Count how many lines in the listing below contain the word "orange". Give only the number.

### [Records to use]
* * * * *

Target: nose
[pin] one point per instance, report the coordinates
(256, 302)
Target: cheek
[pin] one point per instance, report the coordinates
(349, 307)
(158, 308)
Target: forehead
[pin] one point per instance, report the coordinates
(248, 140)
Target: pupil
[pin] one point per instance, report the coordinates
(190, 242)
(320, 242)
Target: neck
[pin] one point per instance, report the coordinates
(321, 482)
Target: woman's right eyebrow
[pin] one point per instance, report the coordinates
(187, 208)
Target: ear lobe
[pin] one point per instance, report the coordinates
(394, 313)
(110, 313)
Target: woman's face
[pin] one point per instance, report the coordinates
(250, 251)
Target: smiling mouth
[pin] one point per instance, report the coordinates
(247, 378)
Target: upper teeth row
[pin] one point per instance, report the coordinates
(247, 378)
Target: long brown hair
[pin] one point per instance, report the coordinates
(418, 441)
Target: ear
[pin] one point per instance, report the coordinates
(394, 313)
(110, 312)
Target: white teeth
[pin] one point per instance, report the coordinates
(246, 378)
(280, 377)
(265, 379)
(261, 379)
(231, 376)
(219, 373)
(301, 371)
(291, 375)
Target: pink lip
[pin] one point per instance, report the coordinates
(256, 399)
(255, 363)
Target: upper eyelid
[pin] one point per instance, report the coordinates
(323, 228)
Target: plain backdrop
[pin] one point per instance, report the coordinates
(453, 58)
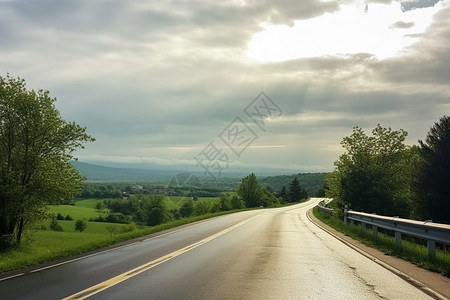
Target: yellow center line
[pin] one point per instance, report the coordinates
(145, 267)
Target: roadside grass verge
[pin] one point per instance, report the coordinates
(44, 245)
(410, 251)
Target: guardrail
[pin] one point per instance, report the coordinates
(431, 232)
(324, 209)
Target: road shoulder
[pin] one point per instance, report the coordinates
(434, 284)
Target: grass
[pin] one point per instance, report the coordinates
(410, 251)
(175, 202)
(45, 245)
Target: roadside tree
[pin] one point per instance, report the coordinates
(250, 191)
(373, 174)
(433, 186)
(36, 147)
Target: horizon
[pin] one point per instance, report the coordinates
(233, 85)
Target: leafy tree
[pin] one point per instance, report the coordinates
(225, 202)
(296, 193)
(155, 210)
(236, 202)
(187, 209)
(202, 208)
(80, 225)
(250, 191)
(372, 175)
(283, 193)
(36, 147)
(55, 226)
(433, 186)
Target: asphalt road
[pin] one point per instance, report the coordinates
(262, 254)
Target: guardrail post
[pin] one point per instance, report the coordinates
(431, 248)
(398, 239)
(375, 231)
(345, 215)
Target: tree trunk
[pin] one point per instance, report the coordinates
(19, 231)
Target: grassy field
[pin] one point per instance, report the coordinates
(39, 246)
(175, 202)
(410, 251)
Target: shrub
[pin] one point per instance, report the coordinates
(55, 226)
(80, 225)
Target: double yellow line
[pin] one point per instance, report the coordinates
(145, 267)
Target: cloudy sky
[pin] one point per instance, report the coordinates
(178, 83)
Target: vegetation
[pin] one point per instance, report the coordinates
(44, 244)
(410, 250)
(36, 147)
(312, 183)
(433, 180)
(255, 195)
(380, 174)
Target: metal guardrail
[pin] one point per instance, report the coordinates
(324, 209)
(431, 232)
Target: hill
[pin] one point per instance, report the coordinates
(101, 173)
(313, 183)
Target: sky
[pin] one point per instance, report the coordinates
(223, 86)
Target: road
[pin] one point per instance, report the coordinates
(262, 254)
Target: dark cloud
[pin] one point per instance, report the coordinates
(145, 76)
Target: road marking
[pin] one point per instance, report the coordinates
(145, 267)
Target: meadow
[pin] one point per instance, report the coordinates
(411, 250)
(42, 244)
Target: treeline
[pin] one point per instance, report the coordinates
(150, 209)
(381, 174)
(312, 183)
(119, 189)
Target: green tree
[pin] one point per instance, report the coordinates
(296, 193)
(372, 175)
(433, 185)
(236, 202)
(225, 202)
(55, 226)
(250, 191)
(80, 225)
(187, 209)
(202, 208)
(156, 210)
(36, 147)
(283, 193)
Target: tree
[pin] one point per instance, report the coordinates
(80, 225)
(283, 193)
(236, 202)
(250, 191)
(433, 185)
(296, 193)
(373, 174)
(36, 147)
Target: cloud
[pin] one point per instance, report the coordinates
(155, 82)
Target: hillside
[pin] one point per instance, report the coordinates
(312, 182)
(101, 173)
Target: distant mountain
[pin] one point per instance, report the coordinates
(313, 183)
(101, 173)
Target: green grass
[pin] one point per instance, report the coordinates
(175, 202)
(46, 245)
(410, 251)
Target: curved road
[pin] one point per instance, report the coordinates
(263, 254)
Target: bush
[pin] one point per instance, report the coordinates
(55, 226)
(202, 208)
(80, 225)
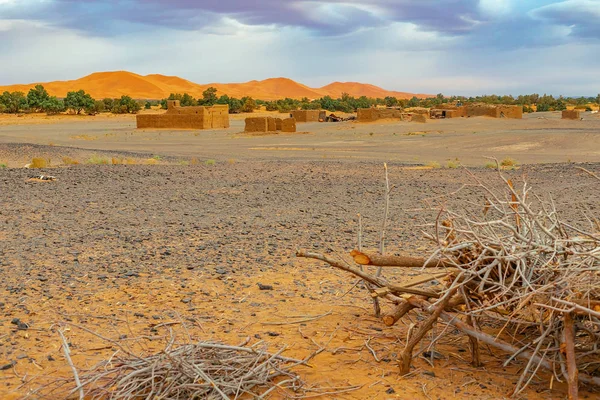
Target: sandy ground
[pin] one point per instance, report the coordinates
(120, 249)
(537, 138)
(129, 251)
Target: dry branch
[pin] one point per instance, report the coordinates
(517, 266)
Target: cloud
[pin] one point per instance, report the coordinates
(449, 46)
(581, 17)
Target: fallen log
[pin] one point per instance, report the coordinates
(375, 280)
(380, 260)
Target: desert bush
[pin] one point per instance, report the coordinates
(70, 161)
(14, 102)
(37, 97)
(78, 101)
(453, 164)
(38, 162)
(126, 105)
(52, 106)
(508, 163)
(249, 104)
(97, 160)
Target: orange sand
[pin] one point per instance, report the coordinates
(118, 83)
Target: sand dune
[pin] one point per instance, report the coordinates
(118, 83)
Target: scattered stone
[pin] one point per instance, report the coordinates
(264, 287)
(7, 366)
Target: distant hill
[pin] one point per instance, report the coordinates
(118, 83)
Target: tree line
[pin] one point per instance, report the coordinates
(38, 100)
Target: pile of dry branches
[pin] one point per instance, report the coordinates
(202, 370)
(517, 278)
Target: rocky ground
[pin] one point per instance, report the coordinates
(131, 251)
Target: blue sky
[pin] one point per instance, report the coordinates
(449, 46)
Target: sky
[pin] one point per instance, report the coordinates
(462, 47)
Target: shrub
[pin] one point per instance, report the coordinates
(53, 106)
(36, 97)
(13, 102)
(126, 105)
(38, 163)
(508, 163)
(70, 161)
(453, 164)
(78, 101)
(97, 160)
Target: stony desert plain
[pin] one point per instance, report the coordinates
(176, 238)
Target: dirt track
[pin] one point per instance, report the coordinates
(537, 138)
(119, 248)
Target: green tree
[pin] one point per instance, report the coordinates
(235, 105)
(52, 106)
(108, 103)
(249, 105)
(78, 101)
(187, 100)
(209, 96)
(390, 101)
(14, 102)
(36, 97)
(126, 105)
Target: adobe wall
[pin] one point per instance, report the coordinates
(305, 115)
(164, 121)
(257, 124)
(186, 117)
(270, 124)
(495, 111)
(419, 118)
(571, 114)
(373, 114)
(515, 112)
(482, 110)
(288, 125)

* * * * *

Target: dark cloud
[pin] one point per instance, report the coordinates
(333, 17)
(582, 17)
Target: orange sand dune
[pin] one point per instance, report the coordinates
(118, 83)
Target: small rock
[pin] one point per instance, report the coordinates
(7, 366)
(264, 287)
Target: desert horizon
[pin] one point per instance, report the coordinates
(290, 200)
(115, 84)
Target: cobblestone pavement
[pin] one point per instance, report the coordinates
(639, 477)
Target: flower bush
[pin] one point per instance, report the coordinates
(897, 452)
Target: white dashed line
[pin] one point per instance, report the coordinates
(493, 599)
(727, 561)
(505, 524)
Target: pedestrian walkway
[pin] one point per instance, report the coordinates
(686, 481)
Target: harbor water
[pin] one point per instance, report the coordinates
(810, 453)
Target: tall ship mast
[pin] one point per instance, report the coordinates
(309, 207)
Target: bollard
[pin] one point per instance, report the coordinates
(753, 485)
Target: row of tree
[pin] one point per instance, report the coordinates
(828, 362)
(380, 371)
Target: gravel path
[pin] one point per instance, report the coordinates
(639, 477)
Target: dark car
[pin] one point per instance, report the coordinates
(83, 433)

* * * * *

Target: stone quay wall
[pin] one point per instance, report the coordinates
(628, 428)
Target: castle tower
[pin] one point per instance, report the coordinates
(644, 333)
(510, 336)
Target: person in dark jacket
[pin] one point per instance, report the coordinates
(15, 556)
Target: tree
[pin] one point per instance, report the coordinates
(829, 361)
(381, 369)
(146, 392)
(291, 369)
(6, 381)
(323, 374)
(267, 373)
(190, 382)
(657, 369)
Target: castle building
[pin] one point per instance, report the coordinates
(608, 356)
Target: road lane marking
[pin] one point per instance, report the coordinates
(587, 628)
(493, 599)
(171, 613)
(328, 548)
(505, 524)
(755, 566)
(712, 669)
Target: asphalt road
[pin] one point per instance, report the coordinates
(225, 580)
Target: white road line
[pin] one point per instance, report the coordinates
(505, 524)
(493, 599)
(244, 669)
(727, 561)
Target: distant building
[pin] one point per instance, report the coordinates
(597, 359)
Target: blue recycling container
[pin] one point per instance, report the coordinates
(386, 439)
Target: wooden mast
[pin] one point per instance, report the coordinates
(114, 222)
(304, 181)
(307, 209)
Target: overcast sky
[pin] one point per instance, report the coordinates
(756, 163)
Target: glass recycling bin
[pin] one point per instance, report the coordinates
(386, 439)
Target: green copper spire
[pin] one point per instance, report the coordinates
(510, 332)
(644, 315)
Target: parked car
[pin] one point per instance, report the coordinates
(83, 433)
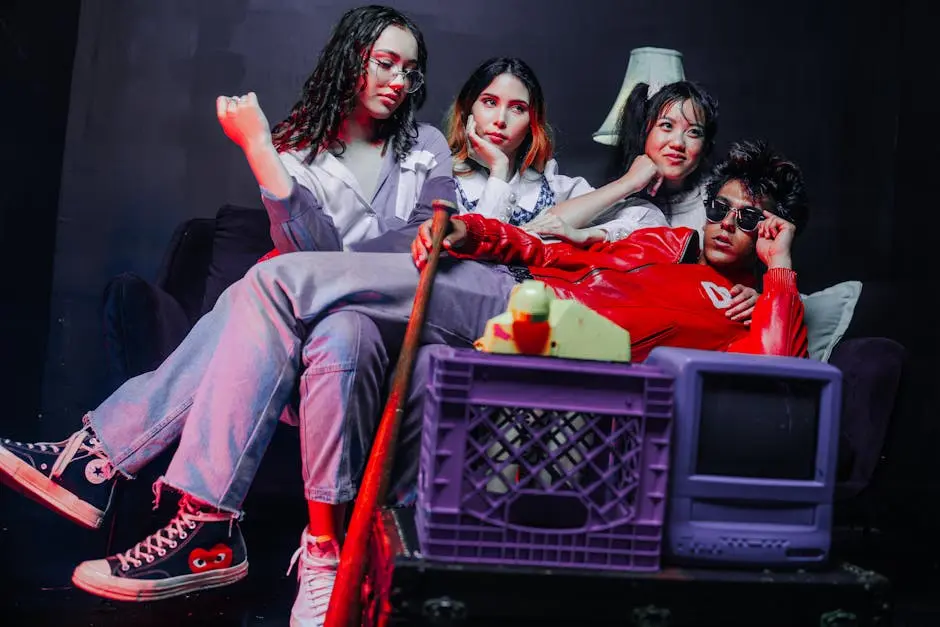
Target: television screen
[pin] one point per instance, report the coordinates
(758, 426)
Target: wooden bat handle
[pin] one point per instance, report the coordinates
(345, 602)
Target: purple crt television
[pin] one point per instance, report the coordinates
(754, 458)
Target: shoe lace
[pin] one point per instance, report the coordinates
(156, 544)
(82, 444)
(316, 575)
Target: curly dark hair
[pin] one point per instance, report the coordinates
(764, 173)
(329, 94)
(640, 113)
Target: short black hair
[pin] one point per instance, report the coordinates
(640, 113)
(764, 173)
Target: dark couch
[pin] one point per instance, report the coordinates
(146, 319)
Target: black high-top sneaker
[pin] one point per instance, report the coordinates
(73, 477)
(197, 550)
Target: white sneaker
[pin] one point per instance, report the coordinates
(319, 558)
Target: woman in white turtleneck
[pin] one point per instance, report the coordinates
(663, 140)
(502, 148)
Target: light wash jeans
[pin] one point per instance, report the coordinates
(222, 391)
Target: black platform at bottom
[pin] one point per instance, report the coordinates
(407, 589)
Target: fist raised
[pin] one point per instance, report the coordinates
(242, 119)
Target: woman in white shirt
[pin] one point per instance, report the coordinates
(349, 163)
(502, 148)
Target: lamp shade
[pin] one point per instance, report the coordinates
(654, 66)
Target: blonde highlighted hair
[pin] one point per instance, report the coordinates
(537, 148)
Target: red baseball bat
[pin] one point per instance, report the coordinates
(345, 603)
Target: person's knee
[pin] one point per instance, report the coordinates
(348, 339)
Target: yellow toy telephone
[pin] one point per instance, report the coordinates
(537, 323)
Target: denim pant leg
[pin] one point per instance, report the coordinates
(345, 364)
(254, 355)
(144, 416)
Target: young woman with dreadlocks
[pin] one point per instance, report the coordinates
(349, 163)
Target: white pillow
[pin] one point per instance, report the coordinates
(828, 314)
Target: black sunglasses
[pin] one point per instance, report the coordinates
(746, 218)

* * * * *

### [Response]
2